Des converties au Koweït : des jupes au Abayates

Comme toutes les femmes musulmanes ferventes ici, la silhouette en cape noire dégageait un air de mystère, comme si elle venait d’un autre monde. Alors qu’elle disparut à l’intérieur d’un immeuble, il était facile d’imaginer ses origines : élevée dans la foi, enveloppée dans une Abaya depuis les premiers signes de puberté. Mais en réalité, la femme qui s’est ruée délibérément à l’intérieur des hauts murs de ‘Women's Committee of the Revival of Islamic Heritage Society (RIHS)’ était une américaine d’éducation protestante, qui s’était convertie à l’Islam aux alentours de ses vingt ans. Elle et d’autres femmes musulmanes converties se rencontrent de manière hebdomadaire dans différentes organisations de la ville, pour discuter des problèmes rencontrés avec leur nouvelle croyance. Elles sont nombreuses ; des milliers de musulmans vivant au Koweït sont d’anciens chrétiens, et nombre d’entre eux ont adopté des pratiques qui semblent antithétiques aux mœurs de ceux qui ont été élevés en Europe ou aux Etats-Unis d’Amérique.
Hazel, une femme anglaise convertie à l’Islam en 1981, a donné la raison pour laquelle elle porte une Abaya : « C’est essentiellement par pudeur. Lorsque vous dissimulez votre corps, vous vous comportez les uns avec les autres en tant qu’êtres humains sans être déstabilisé.» Iman, une autre convertie, mentionne que le voile est une obligation mentionnée dans le Coran, et il est loin d’être aussi contraignant que certains le croient. Elle a dit : « La traduction du mot ‘Hidjâb’ (le mot utilisé pour décrire ce qui cache les cheveux, les bras et les jambes) est ‘bouclier ou protection’, et il protège la femme de tout mal ou corruption. Il ne limite pas la liberté de la femme de se déplacer, et d’effectuer tous ses devoirs habituels. »

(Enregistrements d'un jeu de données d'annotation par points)
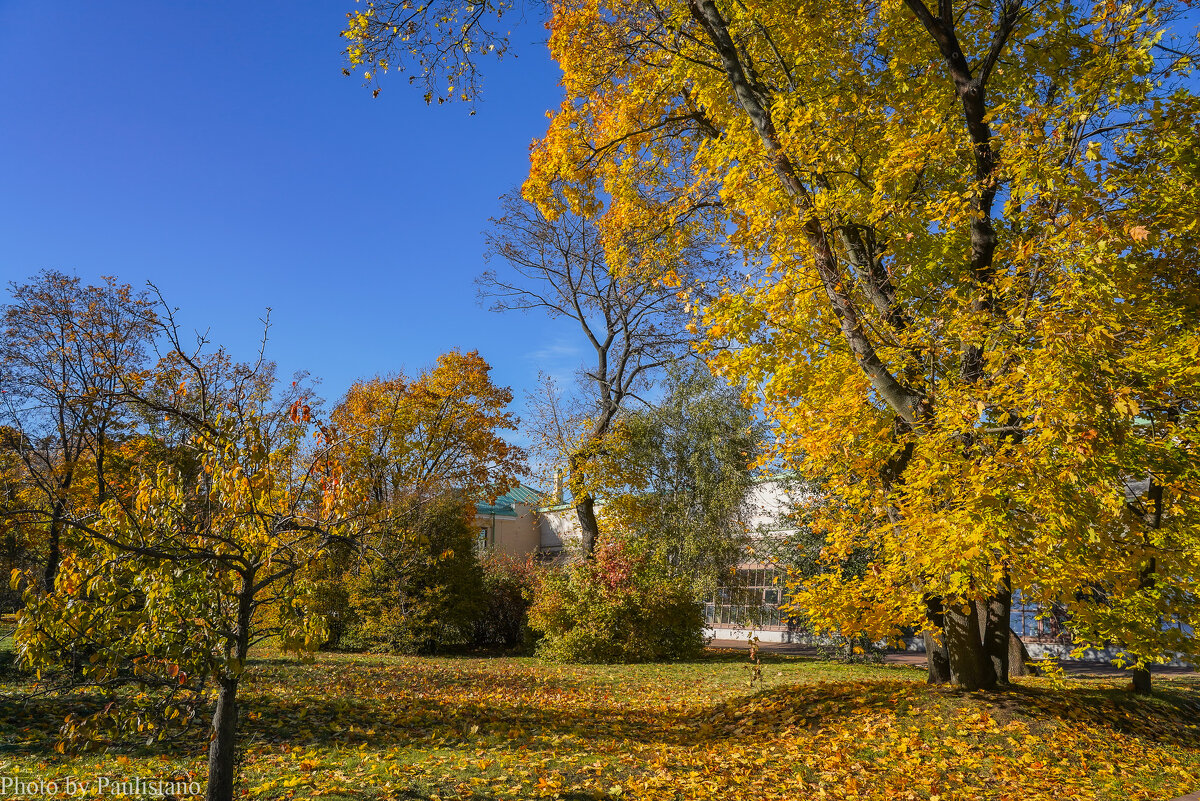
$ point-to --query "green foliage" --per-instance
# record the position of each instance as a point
(423, 589)
(616, 608)
(688, 465)
(509, 585)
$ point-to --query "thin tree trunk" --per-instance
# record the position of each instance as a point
(937, 657)
(223, 742)
(54, 550)
(1019, 657)
(223, 738)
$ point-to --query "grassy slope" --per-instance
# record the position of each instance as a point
(365, 727)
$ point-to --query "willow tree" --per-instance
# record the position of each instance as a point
(971, 290)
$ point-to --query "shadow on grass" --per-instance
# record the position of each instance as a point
(445, 704)
(415, 718)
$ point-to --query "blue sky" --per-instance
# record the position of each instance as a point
(216, 149)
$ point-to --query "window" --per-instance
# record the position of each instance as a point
(751, 600)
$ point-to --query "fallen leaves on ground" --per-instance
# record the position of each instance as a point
(378, 727)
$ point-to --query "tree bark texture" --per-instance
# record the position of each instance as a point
(223, 742)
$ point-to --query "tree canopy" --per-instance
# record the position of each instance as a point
(970, 296)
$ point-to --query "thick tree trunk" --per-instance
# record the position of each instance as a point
(1019, 657)
(223, 738)
(54, 547)
(971, 667)
(585, 510)
(995, 631)
(223, 742)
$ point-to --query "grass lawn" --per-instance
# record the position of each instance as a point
(382, 727)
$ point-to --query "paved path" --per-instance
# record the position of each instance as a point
(917, 660)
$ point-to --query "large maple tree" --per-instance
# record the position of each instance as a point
(971, 295)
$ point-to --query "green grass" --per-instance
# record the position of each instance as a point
(383, 727)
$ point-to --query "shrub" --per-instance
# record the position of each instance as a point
(423, 590)
(503, 620)
(616, 608)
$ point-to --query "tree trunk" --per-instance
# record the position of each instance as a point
(970, 664)
(223, 742)
(1019, 657)
(585, 507)
(585, 510)
(223, 738)
(995, 631)
(937, 657)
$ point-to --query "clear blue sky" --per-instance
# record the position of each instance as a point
(216, 149)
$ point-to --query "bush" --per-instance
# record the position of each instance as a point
(503, 620)
(616, 608)
(423, 591)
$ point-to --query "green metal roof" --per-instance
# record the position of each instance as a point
(505, 505)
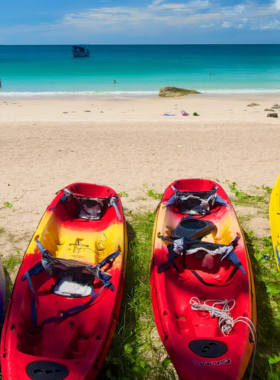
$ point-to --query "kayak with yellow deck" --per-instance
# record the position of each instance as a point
(67, 296)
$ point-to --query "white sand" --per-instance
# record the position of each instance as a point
(129, 147)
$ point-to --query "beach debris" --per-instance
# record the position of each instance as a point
(170, 91)
(274, 114)
(253, 105)
(184, 113)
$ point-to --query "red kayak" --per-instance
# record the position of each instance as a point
(202, 283)
(66, 300)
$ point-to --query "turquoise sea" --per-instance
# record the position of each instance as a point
(138, 69)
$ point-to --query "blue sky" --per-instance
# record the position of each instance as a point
(139, 22)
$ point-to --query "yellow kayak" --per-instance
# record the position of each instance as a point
(274, 218)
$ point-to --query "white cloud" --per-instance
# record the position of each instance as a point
(156, 18)
(236, 10)
(207, 25)
(272, 25)
(226, 24)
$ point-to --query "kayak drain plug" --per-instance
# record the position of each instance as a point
(46, 370)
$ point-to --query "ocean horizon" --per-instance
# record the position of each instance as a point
(139, 70)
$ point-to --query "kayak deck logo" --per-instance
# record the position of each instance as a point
(220, 362)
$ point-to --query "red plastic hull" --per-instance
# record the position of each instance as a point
(178, 325)
(79, 342)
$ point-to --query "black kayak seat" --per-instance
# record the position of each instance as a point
(193, 228)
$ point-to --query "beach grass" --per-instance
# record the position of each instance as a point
(136, 351)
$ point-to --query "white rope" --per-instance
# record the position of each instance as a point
(226, 322)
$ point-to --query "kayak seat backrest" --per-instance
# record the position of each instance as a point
(86, 207)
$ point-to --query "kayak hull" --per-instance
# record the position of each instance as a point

= Consignes =
(1) D'après le texte sur les converties au Koweït, en quelle année Hazel s'est-elle convertie à l'Islam ?
(2) Poursuivez le texte sur les converties au Koweït après sa dernière phrase.

= Réponses =
(1) En 1981.

(2)
Il est mentionné dans le Coran, de manière plutôt ambiguë, que les femmes doivent se couvrir de la tête à la pointe des pieds. Mais le hadith ou la Sunna, l’ensemble des paroles du prophète Mohammed () et la description de sa vie, dit que les femmes doivent se couvrir tout le corps à l’exception des mains et du visage. Il n’est spécifié nulle part qu’elles doivent s’habiller en noir, c’est plus une coutume de la région qu’une exigence islamique.
Pour Linda*, une femme canadienne qui s’est convertie à l’Islam quand elle avait la trentaine, mettre le Hijâb est quelque chose à laquelle elle a dû s’habituer petit à petit. Linda, qui avait rencontré et s’était marié avec un Egyptien après qu’elle se fut convertie, a dit : « Vivre au Moyen Orient a beaucoup facilité les choses. » Elle pense qu’elle serait peut-être toujours habillée à la mode occidentale si elle et son mari n’avaient pas vécu un an en Arabie Saoudite juste après leur mariage. Á la fin de cette période, elle portait le voile. Linda se rappelle être devenue progressivement de plus en plus mal à l’aise dans certains de ses vêtements. Un tournant s’est produit quand elle a mis une robe chemisier à l’occasion d’une soirée avec des amis. Alors qu’elle et son mari les attendaient dans le hall de leur immeuble, elle s’est rendue compte combien elle était mal à l’aise dans sa robe. Après l’accord de son mari, elle se précipita en haut et mit quelque chose de plus ample et plus long. Après cet incident, elle acheta sa première Abaya.
C’est également de manière progressive qu’elle se couvrit les cheveux. Elle a dit : « Une amie me donna deux foulards légers, en mousseline bleue et beige. » Elle les mettait de temps en temps, parfois sur la tête, jusqu’à ce qu’elle se fasse à cette idée. Ensuite, elle commença à mettre des foulards traditionnels plus opaques, attachés au niveau de la gorge et couvrant le cou. La décision de mettre le Hijâb fut prise de concert avec son mari après beaucoup de discussions. Aujourd’hui, Linda aimerait se couvrir encore plus en mettant un manteau qui se ferme de devant et ne s’ouvre jamais en dévoilant les vêtements qu’on porte dessous, comme les Abaya le font parfois. Cependant son mari s’y oppose ; donc pour le moment, elle continue à mettre la ‘Abaya. Elle a expliqué : « Il veut que je sois jolie, et il pense que ce n’est pas parce qu’une personne met le Hijâb qu’elle ne peut pas être jolie. » Fidèle à sa parole, Linda est toujours bien habillée sous sa ‘Abaya, et elle prend un soin évident de son apparence. Bientôt, sa fille adolescente devra commencer à mettre le Hijâb, une transition qui les inquiète un peu toutes les deux. Linda a expliqué : ‘Elle est angoissée à ce sujet, car peu nombreux sont les enfants (dans son école anglaise) qui le font. Ce sera un peu difficile pour elle. J’aurais aimé que cela vienne naturellement, plus tôt.»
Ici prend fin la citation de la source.